◆ Your task ◆
Write out each line exactly, starting with the one containing "cup in the photo above." and stopping after the last line of the listing below.

◆ Task material ◆

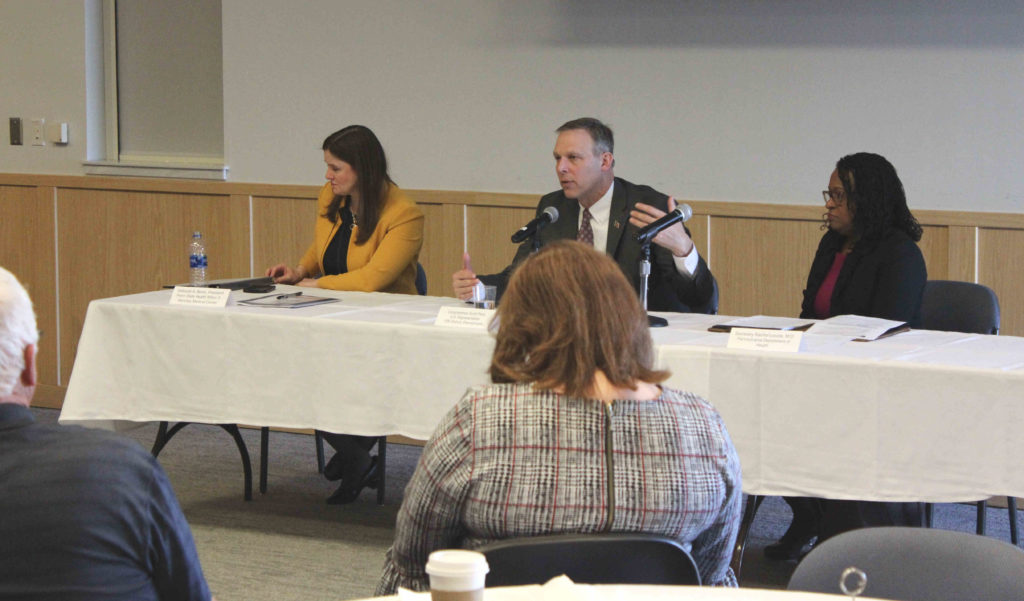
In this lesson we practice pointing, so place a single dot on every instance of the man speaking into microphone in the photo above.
(597, 208)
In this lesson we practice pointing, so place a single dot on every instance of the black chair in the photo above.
(421, 289)
(915, 564)
(710, 307)
(593, 559)
(972, 308)
(421, 280)
(960, 306)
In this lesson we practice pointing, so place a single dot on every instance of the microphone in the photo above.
(647, 232)
(550, 215)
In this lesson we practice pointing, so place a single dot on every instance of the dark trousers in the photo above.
(352, 453)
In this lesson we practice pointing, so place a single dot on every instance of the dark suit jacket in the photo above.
(884, 278)
(667, 291)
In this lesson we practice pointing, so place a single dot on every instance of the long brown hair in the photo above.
(358, 146)
(568, 311)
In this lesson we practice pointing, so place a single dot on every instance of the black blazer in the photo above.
(884, 278)
(667, 291)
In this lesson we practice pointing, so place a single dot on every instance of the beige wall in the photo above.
(75, 239)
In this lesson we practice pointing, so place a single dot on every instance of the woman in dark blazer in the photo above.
(867, 263)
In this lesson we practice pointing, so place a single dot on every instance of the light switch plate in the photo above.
(36, 132)
(15, 131)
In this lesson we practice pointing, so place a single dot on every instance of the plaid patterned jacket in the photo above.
(509, 461)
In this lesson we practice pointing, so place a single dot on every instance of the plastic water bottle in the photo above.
(197, 260)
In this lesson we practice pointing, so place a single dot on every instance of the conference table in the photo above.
(920, 416)
(555, 591)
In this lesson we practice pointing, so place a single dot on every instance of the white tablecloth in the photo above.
(560, 592)
(922, 416)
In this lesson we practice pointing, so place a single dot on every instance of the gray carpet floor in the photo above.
(288, 544)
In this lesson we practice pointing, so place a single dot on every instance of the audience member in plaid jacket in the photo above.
(574, 435)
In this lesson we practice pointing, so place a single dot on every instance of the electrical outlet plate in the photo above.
(15, 131)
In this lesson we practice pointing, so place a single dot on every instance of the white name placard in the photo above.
(464, 317)
(200, 297)
(774, 340)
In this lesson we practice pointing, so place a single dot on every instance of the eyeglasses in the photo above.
(836, 196)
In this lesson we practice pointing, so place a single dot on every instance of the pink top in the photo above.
(822, 300)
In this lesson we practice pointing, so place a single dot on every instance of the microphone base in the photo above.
(655, 322)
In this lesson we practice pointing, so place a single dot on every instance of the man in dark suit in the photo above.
(598, 208)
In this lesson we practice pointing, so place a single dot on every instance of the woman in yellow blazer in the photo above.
(368, 238)
(368, 233)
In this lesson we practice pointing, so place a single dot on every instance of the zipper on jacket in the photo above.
(609, 465)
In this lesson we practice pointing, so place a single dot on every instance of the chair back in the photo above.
(710, 307)
(421, 280)
(915, 564)
(604, 559)
(960, 306)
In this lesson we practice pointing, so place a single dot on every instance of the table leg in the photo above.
(164, 435)
(264, 447)
(753, 504)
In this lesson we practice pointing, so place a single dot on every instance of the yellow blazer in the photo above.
(386, 262)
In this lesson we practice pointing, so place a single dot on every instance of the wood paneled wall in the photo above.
(74, 239)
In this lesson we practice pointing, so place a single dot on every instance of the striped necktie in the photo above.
(586, 233)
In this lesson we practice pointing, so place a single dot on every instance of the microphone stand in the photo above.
(536, 242)
(652, 320)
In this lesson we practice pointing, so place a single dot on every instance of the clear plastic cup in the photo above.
(457, 574)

◆ Result of this exercise ◆
In this lesson we practice pointing, so place a single dot on every instance of the clear plastic cup in the photo above.
(457, 574)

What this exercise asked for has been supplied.